Report how many lines of the rows below contain the string "white", with case taken into account, and give only that number.

## Begin RECORDS TO PROCESS

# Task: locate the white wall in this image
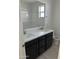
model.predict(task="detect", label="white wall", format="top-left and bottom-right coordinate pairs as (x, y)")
top-left (45, 0), bottom-right (60, 39)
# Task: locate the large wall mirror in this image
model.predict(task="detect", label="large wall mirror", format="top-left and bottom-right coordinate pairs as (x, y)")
top-left (20, 0), bottom-right (45, 29)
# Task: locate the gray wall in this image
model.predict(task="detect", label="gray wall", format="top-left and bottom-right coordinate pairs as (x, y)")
top-left (21, 2), bottom-right (45, 29)
top-left (45, 0), bottom-right (60, 39)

## End RECORDS TO PROCESS

● SOLVED PROBLEM: 2